### Description of the task
Within this material, how many lines have the string "desk" in them? The answer is a number, with nothing added.

────

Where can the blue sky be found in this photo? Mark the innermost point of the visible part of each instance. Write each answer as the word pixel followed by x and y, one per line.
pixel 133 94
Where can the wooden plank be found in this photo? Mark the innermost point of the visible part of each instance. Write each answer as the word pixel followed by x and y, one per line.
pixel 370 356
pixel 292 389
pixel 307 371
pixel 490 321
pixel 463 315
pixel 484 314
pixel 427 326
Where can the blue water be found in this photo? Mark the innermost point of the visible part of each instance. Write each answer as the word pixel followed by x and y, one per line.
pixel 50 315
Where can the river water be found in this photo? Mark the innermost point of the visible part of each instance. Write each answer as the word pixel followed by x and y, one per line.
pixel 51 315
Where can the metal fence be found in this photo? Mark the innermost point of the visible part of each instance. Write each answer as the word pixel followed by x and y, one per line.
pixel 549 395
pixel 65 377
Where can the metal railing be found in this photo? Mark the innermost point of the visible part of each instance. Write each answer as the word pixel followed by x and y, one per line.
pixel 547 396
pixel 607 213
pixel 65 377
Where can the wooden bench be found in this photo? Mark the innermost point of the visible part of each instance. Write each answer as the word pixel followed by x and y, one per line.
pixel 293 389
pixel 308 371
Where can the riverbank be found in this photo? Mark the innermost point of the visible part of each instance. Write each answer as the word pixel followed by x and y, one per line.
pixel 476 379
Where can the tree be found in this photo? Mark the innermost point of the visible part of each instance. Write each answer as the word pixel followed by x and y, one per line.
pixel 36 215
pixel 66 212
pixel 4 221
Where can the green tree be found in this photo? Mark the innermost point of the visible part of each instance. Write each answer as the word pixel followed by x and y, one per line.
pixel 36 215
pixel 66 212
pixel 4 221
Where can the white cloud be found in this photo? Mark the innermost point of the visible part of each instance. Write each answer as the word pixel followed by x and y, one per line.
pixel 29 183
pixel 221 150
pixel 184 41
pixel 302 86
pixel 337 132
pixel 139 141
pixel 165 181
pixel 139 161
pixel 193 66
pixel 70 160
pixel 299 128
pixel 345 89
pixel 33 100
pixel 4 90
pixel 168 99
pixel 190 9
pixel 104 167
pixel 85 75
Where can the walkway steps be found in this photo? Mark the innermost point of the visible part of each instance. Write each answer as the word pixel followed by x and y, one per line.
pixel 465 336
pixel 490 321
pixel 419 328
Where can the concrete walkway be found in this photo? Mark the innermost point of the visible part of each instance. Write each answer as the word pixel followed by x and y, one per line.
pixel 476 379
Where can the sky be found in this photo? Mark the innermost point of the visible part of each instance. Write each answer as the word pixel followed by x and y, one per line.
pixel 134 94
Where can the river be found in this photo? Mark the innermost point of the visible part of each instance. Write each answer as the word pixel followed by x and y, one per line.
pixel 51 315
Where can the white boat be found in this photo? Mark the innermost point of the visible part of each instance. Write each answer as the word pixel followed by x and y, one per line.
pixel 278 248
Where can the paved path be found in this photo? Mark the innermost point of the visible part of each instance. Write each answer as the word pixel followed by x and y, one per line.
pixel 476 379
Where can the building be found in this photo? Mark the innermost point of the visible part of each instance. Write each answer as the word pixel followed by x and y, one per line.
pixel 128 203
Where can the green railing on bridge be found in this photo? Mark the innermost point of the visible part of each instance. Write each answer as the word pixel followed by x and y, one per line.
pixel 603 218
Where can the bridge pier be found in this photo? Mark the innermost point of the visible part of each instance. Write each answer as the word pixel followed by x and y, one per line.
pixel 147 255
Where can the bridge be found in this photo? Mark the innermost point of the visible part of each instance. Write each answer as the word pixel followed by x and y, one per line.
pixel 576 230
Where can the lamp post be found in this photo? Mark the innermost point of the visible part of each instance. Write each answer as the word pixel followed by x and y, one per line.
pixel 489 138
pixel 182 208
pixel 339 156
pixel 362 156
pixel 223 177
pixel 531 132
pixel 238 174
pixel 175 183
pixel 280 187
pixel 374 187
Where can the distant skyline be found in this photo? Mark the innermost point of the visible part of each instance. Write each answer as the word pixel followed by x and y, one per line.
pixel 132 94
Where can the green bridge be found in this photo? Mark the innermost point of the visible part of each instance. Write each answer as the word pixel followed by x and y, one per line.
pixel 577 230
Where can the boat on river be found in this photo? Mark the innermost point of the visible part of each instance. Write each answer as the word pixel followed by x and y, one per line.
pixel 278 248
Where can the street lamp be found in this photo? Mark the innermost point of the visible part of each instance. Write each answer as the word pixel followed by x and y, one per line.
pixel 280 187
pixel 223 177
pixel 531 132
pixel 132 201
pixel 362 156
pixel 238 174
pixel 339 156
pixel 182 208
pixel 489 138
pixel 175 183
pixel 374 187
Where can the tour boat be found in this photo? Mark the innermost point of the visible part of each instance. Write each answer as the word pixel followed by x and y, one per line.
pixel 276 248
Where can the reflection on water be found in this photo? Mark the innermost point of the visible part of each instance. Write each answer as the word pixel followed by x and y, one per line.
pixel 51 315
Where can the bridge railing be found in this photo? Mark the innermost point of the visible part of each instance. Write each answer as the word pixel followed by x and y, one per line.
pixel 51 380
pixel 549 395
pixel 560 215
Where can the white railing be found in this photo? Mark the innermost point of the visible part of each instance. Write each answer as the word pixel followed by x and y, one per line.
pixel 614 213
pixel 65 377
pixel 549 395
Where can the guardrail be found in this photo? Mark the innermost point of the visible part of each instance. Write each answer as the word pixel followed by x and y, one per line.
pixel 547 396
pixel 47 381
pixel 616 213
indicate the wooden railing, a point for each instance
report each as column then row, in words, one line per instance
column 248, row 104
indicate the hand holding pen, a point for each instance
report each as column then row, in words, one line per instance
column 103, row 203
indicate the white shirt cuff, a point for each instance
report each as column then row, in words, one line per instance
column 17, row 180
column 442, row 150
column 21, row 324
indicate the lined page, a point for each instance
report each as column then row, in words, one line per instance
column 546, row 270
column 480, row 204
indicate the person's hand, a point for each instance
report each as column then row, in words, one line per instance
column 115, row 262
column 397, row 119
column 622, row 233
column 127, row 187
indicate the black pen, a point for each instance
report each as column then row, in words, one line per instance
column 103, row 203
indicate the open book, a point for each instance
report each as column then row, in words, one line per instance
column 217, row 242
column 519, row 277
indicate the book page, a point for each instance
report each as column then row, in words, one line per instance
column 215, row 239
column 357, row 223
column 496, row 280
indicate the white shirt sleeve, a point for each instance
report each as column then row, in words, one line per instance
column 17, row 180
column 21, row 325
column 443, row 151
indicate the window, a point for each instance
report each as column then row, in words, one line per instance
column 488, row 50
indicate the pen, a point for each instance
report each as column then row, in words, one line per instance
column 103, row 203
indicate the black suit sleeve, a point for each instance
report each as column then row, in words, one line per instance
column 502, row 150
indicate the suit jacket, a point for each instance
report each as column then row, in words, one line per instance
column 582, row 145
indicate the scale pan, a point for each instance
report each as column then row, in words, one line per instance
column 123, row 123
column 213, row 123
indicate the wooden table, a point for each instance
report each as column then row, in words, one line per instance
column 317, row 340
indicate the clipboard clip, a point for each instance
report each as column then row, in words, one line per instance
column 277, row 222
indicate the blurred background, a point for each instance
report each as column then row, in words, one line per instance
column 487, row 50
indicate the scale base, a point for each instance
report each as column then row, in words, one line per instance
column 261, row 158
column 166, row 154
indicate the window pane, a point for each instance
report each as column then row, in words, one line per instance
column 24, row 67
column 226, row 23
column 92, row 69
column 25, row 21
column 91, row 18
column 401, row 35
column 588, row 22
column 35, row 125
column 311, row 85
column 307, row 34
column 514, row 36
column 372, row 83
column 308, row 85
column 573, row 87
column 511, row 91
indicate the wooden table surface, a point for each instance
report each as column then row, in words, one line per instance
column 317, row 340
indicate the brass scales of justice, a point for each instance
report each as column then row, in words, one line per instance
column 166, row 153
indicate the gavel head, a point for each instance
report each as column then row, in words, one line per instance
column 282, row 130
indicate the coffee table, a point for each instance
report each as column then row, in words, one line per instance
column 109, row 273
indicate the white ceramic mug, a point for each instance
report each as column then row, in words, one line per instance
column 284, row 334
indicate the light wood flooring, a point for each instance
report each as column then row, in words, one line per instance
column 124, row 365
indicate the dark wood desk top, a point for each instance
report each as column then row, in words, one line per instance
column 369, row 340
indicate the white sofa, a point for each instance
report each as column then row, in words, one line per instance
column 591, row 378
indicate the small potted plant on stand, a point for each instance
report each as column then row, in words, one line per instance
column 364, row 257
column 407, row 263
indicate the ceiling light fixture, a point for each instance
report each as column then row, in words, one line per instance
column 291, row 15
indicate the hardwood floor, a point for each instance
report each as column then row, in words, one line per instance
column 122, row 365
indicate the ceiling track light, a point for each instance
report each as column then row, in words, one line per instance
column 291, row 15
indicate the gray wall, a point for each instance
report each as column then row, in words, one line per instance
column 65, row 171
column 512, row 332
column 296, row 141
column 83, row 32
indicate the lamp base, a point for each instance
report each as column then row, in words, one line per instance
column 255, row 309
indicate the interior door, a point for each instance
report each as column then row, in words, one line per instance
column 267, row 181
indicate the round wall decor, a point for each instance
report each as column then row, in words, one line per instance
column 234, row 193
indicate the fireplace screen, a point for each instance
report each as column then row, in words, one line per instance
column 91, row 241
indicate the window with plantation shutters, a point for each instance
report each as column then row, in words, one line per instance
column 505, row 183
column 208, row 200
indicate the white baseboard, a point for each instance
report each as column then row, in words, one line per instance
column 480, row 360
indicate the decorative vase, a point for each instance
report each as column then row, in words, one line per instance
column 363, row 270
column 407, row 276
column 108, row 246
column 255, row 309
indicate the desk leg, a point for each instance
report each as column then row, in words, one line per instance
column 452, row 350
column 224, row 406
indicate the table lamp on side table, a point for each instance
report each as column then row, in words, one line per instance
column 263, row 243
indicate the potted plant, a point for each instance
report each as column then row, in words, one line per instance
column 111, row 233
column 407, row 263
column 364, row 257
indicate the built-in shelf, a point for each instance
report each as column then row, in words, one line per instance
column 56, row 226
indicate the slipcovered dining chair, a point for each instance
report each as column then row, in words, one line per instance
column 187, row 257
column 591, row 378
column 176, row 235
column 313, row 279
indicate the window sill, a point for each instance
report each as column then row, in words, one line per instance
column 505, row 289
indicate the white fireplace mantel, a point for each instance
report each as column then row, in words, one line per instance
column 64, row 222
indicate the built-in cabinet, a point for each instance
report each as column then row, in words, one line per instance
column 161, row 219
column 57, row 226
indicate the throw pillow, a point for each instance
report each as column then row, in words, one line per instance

────

### Task result
2